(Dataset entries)

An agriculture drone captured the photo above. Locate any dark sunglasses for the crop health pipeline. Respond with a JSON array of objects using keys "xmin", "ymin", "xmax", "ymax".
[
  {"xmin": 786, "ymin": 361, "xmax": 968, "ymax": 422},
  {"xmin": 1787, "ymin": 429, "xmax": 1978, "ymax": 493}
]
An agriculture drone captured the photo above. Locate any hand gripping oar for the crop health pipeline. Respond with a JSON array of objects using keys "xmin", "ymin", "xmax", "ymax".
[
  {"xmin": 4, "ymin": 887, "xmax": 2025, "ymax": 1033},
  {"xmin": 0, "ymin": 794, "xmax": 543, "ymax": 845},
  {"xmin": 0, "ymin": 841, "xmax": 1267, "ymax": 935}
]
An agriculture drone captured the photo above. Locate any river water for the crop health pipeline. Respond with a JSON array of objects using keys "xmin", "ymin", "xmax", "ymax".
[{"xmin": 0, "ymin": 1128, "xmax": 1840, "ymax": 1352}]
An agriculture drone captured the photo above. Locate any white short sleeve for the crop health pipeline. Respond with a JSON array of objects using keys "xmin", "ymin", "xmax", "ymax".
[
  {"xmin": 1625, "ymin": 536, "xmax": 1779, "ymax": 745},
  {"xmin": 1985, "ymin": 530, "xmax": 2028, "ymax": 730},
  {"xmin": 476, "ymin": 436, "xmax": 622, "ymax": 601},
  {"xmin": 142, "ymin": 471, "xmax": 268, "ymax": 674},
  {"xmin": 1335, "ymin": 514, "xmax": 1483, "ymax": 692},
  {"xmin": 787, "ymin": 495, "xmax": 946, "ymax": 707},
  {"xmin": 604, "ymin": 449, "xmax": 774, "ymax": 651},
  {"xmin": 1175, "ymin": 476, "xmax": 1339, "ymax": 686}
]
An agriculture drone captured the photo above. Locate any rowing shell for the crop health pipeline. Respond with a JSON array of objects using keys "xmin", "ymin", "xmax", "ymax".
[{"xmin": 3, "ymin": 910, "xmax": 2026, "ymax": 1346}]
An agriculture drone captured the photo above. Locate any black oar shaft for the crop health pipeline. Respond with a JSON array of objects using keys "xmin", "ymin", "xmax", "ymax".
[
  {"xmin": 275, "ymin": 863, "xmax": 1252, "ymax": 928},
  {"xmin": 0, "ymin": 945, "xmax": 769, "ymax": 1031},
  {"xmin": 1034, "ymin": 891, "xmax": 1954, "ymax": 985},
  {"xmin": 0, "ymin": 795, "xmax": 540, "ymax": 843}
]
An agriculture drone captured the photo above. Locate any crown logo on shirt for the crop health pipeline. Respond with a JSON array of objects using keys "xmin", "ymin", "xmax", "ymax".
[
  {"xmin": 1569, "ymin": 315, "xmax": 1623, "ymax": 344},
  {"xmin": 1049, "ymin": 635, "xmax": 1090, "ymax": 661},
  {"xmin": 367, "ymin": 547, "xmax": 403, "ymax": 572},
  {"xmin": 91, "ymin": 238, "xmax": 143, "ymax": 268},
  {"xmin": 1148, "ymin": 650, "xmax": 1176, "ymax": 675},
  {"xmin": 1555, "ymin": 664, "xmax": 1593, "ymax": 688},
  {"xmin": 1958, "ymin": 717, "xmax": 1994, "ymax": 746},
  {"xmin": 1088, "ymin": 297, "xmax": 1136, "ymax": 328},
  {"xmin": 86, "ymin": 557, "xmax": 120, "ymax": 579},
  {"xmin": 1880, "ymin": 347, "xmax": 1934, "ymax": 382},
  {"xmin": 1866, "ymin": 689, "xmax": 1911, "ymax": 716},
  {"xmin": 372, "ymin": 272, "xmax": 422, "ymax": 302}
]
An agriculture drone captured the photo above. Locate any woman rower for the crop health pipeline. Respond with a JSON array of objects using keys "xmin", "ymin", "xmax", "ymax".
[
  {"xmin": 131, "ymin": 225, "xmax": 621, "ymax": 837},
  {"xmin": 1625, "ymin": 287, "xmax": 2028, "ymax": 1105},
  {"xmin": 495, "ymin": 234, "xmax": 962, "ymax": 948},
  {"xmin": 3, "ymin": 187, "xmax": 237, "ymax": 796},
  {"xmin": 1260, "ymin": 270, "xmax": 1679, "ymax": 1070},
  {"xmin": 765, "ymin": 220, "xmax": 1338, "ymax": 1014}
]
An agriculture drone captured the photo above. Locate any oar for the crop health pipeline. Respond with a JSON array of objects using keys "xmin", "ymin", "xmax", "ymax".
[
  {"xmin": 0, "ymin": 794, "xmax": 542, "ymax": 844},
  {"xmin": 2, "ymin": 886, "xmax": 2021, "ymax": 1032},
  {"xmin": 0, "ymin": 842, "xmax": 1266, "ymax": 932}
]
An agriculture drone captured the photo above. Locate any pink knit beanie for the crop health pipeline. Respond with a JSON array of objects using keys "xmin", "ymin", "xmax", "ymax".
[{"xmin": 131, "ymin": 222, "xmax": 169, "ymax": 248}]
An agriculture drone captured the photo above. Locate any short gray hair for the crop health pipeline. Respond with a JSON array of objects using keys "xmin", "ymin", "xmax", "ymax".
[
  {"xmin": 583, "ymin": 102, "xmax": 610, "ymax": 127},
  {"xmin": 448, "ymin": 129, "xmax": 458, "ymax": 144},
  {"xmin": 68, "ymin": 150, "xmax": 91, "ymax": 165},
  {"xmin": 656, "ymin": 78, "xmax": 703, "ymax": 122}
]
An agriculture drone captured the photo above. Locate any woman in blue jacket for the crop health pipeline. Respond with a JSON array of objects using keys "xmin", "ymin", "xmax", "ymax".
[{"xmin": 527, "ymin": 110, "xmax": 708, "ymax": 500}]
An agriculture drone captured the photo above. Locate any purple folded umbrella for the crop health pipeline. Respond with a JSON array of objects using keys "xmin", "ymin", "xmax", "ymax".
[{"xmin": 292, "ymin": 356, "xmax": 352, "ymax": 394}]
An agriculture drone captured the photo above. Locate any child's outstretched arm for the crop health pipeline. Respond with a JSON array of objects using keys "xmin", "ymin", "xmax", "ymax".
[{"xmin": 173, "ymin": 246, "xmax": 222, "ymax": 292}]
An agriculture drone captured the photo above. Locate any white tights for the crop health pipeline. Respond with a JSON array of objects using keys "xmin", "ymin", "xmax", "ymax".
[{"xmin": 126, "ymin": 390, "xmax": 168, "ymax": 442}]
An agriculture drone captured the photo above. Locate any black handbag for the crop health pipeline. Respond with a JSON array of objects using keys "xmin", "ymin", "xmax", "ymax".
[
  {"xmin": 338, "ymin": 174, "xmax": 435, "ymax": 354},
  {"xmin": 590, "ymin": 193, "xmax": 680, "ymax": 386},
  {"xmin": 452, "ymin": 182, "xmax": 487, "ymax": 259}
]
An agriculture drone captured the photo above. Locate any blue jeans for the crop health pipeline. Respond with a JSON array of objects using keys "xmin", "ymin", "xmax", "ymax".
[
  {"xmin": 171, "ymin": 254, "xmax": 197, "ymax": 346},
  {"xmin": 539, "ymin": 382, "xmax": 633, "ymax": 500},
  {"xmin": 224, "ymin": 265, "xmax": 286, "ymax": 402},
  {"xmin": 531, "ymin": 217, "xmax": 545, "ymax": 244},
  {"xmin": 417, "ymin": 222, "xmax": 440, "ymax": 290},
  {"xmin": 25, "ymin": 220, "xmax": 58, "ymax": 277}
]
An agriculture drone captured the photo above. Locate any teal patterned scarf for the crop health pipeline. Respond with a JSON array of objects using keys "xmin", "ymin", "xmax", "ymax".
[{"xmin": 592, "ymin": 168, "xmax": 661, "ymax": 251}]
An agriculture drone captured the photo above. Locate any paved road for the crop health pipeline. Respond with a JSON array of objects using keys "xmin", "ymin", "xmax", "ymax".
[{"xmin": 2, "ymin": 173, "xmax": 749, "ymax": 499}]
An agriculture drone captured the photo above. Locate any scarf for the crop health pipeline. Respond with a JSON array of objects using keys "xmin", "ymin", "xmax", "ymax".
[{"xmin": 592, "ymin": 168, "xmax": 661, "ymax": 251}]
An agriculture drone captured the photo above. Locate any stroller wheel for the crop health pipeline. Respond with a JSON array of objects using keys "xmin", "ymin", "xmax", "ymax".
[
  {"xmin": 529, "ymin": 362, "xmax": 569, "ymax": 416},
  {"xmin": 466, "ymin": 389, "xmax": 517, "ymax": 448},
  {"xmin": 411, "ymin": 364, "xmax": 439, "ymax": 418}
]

● REQUIRED ACTION
Give back exactly the lines from the one that contains "Locate any stroller" to the end of the data above, both of those lines included.

● REPLY TO THE EXERCISE
An agriculture drone captured the photo above. Locate any stroller wheel for the crop health pipeline. Respond with a JSON array of objects using keys "xmin", "ymin", "xmax", "ymax".
[
  {"xmin": 529, "ymin": 362, "xmax": 569, "ymax": 416},
  {"xmin": 466, "ymin": 389, "xmax": 517, "ymax": 448},
  {"xmin": 411, "ymin": 364, "xmax": 439, "ymax": 418}
]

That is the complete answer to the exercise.